■ **Supplied passage**
Member of the Ohio House of Representatives from the 92nd district
- In office January 3, 1973–December 31, 1974
- Preceded by: Carlton Davidson
- Succeeded by: Ron James

Member of the Ohio Senate from the 18th district
- In office January 3, 1967-December 31, 1972
- Preceded by: Districts Created
- Succeeded by: Bill Mussey

Personal details
- Born: 1916 Lawrence County, Ohio, United States
- Died: October 30, 1994 (aged 77–78) Ironton, Ohio
- Party: Republican

= Oakley C. Collins =

American politician (1916–1994)

Oakley C. Collins (1916 – October 30, 1994) was a Republican member of the Ohio General Assembly. A former school teacher from Ironton, Ohio, Collins initially ran for the Ohio House of Representatives, winning a seat in 1946, and was reelected in 1948. He opted to move to the Ohio Senate in 1950, winning a seat to represent much of Appalachian Ohio. He won reelection in 1952, 1954, and 1956.

In 1958, Collins opted for a fifth term, but lost to Democrat J. Sherman Porter, a radio personality from Gallipolis. However, he opted again to run in 1962, after Ohio Senate terms grew to four years. He won, and was again seated in 1963 to the Seventh/Eighth District, and would go forth to serve as Chairman of the Education Committee. Following the Voting Rights Act of 1965, Collins was elected to the new 18th District in 1966, and reelected in 1968.

■ **Provided records**
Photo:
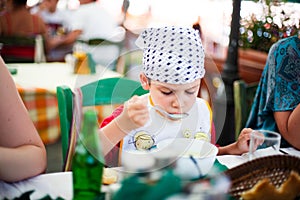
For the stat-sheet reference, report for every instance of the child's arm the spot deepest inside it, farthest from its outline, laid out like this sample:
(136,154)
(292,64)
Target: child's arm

■ **Assigned task A**
In the passage on Oakley C. Collins, who defeated Collins when he sought a fifth term in 1958?
■ **Assigned task B**
Please carry on the passage about Oakley C. Collins from its final sentence.

■ **Reply A**
Democrat J. Sherman Porter, a radio personality from Gallipolis, defeated him.

■ **Reply B**
Following redistricting in 1972, Collins found himself drawn out of his current district and into another. With the district he currently lived in not up for reelection until 1974, Collins opted to relinquish his Senate seat instead of running in the new district and instead seek a seat in the Ohio House of Representatives. He was successful, and was seated in the House for 1973.

Just two years into his House tenure, Collins again opted to run for the Senate, challenging incumbent and fellow Republican Harry Armstrong in the 1974 primary. In an upset, he narrowly defeated Armstrong to take the nomination, and went on to win the general election. He won reelection in 1978, and again in 1982. Up for reelection again in 1986, Collins initially was not considered vulnerable. However, surmounting ethics problems created an opening for his Democratic opponent, Jan Michael Long. In the end, Long defeated Collins in an upset, ending his 22-year career in the Senate.

Following his defeat, Collins returned to Ironton to his family mining company. He died on October 30, 1994, at the age of 82.